WHAT THE TASK ASKS — Lay out the stretch of data below, from the line containing "Find the red" through the end of the data, as a two-column CSV headed input and output. Give each text and the answer that follows it one row, with every field quoted and line breaks turned into spaces.

Rows from a pointing dataset —
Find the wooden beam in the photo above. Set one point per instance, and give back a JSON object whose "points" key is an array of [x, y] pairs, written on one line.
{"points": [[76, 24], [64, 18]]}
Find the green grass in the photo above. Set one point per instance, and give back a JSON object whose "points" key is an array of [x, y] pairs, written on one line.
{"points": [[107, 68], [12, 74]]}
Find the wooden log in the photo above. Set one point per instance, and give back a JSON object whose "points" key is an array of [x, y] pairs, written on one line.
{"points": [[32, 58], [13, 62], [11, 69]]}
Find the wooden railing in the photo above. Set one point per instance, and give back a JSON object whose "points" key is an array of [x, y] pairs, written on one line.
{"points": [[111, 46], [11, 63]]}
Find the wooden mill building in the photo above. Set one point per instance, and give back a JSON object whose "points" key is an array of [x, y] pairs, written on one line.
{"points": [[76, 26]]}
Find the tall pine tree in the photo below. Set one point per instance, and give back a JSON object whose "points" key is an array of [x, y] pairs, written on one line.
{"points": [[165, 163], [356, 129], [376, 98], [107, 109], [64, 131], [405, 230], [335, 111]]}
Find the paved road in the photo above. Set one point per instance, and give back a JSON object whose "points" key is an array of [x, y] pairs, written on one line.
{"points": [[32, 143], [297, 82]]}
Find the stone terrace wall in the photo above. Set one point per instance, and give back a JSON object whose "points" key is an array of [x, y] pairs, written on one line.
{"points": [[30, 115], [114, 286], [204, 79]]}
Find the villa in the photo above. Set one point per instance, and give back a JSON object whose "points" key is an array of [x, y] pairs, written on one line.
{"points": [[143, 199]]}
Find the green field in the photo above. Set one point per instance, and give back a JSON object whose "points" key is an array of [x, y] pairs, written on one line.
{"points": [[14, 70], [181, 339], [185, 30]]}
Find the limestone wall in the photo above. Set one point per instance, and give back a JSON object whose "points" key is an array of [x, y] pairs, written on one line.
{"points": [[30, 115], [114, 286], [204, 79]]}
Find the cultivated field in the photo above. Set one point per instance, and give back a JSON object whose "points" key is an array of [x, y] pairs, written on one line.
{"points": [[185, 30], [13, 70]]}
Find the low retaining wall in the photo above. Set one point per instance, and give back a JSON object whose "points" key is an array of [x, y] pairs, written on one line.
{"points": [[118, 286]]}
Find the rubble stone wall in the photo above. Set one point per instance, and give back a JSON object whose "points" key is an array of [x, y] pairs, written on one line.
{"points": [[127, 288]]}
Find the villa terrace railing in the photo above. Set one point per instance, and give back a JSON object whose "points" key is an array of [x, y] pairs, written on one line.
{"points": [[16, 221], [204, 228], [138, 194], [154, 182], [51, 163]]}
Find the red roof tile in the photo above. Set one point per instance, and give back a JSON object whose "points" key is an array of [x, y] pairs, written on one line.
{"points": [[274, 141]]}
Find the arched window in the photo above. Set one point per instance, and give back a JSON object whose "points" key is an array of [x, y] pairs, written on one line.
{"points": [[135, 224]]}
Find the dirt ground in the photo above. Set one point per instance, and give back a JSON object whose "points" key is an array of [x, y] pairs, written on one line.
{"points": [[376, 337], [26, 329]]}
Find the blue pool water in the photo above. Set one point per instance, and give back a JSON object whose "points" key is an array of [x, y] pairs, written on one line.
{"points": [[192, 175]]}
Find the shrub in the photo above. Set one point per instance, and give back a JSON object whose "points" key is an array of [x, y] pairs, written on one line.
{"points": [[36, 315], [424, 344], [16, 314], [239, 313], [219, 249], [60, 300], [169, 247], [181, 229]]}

OUTPUT FOR THIS TASK —
input,output
"Find the red roof tile in the photo above. Set one point per instance, and give back a JSON object whose ""points"" key is an array of [x, y] pairs, written on one line.","{""points"": [[274, 141]]}"
"Find the arched window in the photo above. Set one point per instance, and give back a JSON object whose ""points"" key is an array of [x, y] pairs, written on one line.","{""points"": [[135, 224]]}"
"Find the dirt ground in the photo above. Set one point per instance, and give back a JSON object whose ""points"" key is an array of [x, y] pairs, written on one line.","{""points"": [[376, 337], [26, 329]]}"
"Find the blue pool water in the photo above. Set one point per instance, and give back a JSON object whose ""points"" key is an array of [x, y] pairs, written on one line.","{""points"": [[192, 175]]}"
"Find the shrub in the photo above. Set one point per instance, and give back a JSON object whose ""points"" key is an array of [x, y] pairs, written on one line.","{""points"": [[36, 315], [424, 344], [16, 314], [239, 313], [219, 249], [60, 300], [169, 247], [181, 229]]}"